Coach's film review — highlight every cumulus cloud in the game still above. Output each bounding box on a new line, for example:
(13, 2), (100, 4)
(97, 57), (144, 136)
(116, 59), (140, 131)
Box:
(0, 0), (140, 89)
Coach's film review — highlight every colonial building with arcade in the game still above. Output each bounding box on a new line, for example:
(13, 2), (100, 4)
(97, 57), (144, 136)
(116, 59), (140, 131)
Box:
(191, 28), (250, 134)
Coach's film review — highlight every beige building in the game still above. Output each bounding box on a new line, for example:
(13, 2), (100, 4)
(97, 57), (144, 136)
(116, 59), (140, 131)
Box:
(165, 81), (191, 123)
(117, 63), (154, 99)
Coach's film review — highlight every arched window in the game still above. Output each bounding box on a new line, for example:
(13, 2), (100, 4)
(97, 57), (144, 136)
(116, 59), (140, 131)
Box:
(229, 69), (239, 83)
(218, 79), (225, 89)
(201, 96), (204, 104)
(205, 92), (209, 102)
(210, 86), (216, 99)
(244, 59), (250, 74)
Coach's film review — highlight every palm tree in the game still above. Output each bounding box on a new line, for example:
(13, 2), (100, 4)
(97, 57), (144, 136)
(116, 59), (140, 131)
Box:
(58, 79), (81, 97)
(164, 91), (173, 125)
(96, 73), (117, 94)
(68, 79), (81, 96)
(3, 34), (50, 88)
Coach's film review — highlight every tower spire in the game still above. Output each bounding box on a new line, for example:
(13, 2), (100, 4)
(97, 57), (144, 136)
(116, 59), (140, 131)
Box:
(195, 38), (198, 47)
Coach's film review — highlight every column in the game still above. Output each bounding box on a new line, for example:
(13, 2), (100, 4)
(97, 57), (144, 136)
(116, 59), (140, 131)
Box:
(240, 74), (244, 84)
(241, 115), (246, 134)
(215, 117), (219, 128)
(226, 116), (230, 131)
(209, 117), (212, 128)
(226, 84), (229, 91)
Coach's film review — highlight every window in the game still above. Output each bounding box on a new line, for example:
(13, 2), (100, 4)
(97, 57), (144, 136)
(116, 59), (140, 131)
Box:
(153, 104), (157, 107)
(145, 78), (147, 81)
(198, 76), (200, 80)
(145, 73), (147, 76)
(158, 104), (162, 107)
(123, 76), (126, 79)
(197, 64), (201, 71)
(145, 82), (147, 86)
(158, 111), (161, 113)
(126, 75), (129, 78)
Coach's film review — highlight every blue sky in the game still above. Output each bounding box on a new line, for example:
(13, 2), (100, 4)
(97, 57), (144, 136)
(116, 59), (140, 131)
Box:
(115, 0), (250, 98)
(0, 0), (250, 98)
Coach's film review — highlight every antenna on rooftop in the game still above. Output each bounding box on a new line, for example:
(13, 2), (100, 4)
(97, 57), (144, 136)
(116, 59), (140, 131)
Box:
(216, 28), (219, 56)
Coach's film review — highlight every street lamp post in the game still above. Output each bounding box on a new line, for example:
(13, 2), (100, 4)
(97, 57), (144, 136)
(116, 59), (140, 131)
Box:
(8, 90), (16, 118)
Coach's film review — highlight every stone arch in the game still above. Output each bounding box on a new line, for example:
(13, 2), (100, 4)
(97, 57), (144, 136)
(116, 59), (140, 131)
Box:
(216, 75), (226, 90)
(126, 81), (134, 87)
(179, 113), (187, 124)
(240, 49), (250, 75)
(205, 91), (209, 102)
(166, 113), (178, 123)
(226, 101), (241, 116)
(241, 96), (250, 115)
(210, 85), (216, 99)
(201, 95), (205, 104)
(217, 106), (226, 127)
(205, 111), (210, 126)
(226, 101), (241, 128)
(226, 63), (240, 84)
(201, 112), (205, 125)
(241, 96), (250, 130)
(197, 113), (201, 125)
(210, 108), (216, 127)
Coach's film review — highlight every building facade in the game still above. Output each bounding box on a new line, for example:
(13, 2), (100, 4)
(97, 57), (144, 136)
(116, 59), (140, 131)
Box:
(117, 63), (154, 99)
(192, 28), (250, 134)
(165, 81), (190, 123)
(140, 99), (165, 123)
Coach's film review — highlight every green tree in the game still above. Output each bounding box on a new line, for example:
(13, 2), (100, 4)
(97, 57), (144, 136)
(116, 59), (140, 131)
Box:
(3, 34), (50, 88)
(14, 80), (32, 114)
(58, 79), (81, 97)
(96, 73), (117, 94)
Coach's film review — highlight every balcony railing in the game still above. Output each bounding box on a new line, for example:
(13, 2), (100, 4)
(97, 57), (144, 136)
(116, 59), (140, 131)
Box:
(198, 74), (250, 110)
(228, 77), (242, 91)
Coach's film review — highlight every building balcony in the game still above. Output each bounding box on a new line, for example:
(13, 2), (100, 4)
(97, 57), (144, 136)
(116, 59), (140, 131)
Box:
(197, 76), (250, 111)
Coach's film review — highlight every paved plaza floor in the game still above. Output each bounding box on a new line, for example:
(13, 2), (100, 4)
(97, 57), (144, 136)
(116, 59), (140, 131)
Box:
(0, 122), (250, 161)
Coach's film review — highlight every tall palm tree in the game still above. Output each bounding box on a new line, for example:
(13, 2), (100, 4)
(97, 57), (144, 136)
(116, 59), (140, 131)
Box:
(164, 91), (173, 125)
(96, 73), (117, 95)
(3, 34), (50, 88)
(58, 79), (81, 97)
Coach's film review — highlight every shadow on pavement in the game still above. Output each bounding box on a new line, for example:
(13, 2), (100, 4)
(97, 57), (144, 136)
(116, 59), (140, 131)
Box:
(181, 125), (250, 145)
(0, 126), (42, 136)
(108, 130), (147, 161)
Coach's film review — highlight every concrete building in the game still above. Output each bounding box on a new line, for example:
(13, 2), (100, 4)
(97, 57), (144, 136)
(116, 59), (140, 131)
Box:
____________
== Task item ==
Collect from the data above every line that includes "balcony".

== Task solution ==
Coach's film review — highlight every balcony railing in the game still above. Output each bounding box on a new line, for example:
Coach's film review — highlight every building balcony in the game still above. Output each bounding box on a new line, for example:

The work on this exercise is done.